Labeled-object pointing entries

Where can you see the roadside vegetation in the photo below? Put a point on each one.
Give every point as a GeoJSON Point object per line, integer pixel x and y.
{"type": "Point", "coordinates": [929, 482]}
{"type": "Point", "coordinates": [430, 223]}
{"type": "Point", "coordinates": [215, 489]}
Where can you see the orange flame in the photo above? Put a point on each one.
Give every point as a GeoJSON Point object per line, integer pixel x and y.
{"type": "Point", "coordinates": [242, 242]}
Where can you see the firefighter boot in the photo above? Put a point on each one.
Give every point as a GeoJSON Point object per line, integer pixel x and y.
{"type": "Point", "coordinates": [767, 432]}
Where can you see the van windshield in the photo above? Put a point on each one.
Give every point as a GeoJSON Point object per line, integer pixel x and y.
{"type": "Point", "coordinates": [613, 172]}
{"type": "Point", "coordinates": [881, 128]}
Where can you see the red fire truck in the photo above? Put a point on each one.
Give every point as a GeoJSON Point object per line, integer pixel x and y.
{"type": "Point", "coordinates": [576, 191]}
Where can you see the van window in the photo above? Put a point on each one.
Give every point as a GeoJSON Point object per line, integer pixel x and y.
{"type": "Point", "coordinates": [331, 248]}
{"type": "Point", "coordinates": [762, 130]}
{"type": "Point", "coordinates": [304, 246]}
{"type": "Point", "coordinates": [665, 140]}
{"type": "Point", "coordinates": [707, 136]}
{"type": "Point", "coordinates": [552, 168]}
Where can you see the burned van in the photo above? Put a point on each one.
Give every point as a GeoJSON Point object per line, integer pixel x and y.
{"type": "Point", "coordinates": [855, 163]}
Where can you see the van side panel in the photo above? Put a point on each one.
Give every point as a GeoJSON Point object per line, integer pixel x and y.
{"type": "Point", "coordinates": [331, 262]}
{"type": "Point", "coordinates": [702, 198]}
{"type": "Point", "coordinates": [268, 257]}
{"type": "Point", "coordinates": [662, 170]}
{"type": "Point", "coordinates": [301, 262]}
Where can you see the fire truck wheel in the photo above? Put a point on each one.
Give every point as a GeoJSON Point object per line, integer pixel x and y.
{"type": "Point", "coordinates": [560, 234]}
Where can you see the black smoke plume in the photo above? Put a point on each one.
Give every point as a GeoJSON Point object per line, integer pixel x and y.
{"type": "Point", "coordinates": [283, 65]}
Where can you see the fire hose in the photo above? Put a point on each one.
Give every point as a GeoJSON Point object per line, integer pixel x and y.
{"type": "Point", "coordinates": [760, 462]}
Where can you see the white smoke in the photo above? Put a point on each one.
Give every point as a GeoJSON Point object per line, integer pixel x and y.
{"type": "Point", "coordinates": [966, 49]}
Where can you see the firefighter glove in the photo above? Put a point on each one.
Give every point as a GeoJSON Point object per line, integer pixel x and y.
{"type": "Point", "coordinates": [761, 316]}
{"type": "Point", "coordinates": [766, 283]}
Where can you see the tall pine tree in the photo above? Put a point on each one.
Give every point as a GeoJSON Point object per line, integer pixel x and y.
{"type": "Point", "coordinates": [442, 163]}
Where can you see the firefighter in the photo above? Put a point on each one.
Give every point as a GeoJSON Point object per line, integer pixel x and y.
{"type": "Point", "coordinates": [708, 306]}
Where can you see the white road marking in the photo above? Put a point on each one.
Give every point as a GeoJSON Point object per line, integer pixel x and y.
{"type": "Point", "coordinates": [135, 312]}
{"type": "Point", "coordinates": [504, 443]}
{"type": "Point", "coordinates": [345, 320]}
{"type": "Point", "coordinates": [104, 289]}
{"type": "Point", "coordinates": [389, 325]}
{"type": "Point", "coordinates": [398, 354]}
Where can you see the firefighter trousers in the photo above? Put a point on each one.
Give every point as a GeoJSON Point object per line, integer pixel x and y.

**YOUR INSTRUCTIONS:**
Rewrite the listing from the line containing "Where can you see the firefighter trousers" through the end of the listing, replacing "trousers" with "pants" and keeping everything else the same.

**TASK OUTPUT:**
Where can you see the firefighter pants in the photo above? Put a point on each one.
Give every point as a GeoJSON Point object per line, integer pixel x and y.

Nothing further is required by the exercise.